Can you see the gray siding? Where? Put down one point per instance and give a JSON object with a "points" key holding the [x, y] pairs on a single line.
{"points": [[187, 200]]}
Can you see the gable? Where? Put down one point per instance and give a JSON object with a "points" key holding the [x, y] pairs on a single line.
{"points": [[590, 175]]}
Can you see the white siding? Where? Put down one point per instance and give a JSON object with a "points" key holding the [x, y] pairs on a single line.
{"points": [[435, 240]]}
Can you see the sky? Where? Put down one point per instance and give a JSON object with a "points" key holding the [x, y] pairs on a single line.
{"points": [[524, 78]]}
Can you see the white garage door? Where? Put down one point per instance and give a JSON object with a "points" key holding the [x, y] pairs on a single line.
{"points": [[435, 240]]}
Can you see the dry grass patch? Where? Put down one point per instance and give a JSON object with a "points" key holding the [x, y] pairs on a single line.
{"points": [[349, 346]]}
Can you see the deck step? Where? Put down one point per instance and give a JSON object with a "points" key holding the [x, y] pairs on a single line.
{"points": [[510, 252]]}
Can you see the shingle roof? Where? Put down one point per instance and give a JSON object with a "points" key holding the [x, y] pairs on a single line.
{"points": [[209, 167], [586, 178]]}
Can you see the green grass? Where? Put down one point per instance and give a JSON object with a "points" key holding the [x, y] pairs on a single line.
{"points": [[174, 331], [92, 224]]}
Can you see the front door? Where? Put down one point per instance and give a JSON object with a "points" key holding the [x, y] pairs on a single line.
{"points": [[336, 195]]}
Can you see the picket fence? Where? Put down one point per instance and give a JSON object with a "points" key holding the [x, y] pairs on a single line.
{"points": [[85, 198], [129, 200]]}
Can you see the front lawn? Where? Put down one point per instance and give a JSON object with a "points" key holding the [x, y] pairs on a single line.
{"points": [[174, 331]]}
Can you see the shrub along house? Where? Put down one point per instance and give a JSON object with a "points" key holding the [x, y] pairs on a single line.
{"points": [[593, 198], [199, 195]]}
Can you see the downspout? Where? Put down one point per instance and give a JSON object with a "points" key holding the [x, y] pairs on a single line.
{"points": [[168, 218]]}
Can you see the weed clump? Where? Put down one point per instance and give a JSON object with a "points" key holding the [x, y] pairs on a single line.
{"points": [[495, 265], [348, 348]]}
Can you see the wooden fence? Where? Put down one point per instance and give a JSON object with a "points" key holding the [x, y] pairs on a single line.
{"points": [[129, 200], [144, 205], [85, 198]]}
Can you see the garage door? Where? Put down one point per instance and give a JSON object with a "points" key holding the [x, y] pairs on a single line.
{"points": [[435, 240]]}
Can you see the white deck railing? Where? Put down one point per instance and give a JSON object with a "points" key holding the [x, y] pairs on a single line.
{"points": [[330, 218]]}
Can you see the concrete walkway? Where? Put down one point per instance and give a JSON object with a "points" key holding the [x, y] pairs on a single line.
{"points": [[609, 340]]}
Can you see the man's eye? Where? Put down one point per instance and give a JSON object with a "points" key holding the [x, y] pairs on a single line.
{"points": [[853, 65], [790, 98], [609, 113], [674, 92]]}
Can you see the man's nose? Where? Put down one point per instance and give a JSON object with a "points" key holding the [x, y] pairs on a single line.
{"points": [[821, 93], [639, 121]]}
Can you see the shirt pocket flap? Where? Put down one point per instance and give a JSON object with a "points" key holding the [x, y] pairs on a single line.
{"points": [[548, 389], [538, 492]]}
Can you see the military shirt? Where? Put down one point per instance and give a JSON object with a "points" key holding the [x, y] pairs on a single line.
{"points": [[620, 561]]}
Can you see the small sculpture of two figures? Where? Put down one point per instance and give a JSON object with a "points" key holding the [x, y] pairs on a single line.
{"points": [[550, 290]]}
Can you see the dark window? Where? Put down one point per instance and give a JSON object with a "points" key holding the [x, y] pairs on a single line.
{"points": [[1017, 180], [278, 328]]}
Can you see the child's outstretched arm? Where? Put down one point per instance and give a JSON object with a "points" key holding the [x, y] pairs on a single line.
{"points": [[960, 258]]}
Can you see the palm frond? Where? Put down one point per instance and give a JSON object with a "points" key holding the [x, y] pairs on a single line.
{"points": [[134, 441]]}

━━━━━━━━━━━━━━━━━━━━━━━━━━━━━━

[Aim]: Each record above should be restated word for word.

[Answer]:
Can you see the gray siding? Where? Put down one point per instance and give a JSON object with a "points" key holding the [x, y] pairs on a single line.
{"points": [[187, 200]]}
Can you see the gable? Where? Put down one point per instance and give a JSON object with a "points" key holding the [x, y] pairs on a single line.
{"points": [[590, 175]]}
Can you see the white siding? Where? Put down one point per instance and give a JSON object with a "points" key holding the [x, y] pairs on a single line.
{"points": [[435, 240]]}
Can you see the sky? Where? Put down one point per instance and give a JSON object with a "points" key holding the [x, y] pairs on a single line.
{"points": [[524, 78]]}
Can you see the white garage door? Where? Put down one point per instance and give a JSON object with a "points" key holding the [x, y] pairs on a single line.
{"points": [[435, 240]]}
Can you see the dry grass patch? Where? Put down one point per instance and give a JSON object with a "points" key holding the [x, y] pairs on a single line.
{"points": [[349, 346]]}
Can you see the deck step? Where? Put down one point per instance and give a JSON object with a "points" key holding the [x, y] pairs on a single line.
{"points": [[510, 252]]}
Can you see the shingle roof? Where? Put down one point per instance and give a JSON object with a "points" key holding the [x, y] pairs on a single line.
{"points": [[209, 167], [586, 178]]}
Can you see the green grass? Where? Put down one point per instance and give a JSON object with a "points" key holding the [x, y] pairs on a single line.
{"points": [[174, 331], [92, 224]]}
Can you see the front door? Where? Put down one point per instance and give a JSON object with a "points" key holding the [x, y] pairs on a single line.
{"points": [[336, 195]]}
Can you see the picket fence? Where? Put down one point per instance and give a JSON object with a "points" key holding the [x, y] pairs on a single line.
{"points": [[85, 198], [129, 200]]}
Can you see the front lawn? Where? Put down one point per instance and give a JSON object with a "points" key holding the [x, y] pairs on a single line.
{"points": [[174, 331]]}
Can you see the shrub along house? Where? Put down one point per instance and give a JSON object with a "points" key holding the [x, y] pairs on a single line.
{"points": [[593, 198], [199, 195]]}
Can you see the downspout? Where? Put down one point per instance and give a JSON object with a "points" key holding the [x, y] pairs on a single line.
{"points": [[168, 218]]}
Can you see the weed clump? Where? Put down one point per instance and give a JSON object with a "points" key holding the [x, y] pairs on a single line.
{"points": [[495, 265], [348, 348]]}
Can you see the wooden fence? Where? Put down one point per instance and give a JSON object with a "points" key holding the [x, y] pairs on a single line.
{"points": [[129, 200], [144, 205], [85, 198]]}
Can you see the garage door? Where? Put down one point per instance and give a JSON object with a "points" key holding the [x, y] pairs on a single line.
{"points": [[435, 240]]}
Can you see the white deck railing? Where? Put down one point per instance and give a JSON object with a "points" key holding the [x, y] pairs on a single line.
{"points": [[330, 218]]}
Can you see the concrete walkway? Where? Put down one point per instance and give a JSON object with a "points" key holding the [x, y] pairs on a single line.
{"points": [[609, 340]]}
Can you see the man's eye? Where? Put down one point per instance and give a JSON object with a "points" key holding the [x, y] pairs on a single line.
{"points": [[853, 65], [790, 98], [609, 113], [674, 92]]}
Can you see the man's nose? Where? Put down one point per instance and give a JSON object with a "points" key holding the [x, y] pairs on a single line.
{"points": [[821, 93], [639, 121]]}
Can you see the shirt pocket flap? Where? Put down one point per instance and give a JSON object with a "points" key holding the [x, y] pairs on a single line.
{"points": [[548, 389], [538, 492]]}
Can you see the military shirt? Where? Put down one point per instance and give a JSON object with a "points" key holding the [x, y] pairs on a single line.
{"points": [[620, 561]]}
Can you see the small sculpture of two figures? Where? Put down one point per instance and give a JSON object with a "points" key holding the [x, y] pairs on a single line.
{"points": [[550, 290]]}
Can you see the dark window? Where? Put down one point per instance and give a JSON object with a "points" key holding the [x, y] pairs on a single line.
{"points": [[1017, 180], [278, 328]]}
Can you see the child's outstretched arm? Where? Put down one point per instance and give a JSON object with a "points" key holding the [x, y] pairs on a single line.
{"points": [[960, 258]]}
Can you see the palm frond? Where? Put down one point per instance and give a JSON object with a "points" key holding the [x, y] pairs on a single line.
{"points": [[134, 441]]}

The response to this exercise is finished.